Exercise description
Working from the top of the records below, reproduce each line exactly, ending once you have written the line containing "Example query: rooftop ridge ornament".

Data provided
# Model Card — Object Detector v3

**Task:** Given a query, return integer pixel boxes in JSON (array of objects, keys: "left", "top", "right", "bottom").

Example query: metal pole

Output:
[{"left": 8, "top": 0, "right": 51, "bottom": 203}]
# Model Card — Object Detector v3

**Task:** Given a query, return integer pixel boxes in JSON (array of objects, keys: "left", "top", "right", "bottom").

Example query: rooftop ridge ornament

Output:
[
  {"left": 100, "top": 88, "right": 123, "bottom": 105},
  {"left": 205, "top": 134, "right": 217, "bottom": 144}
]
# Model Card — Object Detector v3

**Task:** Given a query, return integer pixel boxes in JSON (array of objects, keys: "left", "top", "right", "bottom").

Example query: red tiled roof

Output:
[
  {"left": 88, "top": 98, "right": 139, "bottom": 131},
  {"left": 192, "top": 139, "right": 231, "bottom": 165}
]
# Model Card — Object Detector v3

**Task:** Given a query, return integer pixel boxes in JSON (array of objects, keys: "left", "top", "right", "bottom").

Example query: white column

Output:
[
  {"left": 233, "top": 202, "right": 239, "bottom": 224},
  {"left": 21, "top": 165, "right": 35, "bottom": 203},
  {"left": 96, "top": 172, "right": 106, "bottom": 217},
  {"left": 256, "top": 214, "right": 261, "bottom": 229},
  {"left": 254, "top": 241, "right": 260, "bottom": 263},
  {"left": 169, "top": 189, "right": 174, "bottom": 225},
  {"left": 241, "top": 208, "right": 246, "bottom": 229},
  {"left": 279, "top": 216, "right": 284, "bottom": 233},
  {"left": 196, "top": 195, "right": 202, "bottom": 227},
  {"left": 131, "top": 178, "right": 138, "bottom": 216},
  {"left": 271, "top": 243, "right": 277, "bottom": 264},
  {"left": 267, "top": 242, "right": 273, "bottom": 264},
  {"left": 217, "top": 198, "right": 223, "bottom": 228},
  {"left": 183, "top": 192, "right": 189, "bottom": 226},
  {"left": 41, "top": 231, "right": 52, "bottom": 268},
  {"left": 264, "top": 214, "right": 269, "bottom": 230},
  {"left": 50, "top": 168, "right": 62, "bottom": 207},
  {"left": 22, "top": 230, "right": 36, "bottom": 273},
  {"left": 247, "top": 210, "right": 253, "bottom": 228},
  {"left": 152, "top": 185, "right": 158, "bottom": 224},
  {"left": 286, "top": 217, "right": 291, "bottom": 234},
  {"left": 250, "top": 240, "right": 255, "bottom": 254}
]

Written solution
# Model Card — Object Detector v3

**Task:** Given a query, return integer pixel boxes in JSON (array of objects, keys: "left", "top", "right", "bottom").

Example query: metal pole

Output:
[{"left": 8, "top": 0, "right": 51, "bottom": 203}]
# Model Card — Object Detector v3

**Task:** Given a query, return integer pixel boxes in JSON (array of objects, keys: "left", "top", "right", "bottom").

Example query: rooftop ridge ornament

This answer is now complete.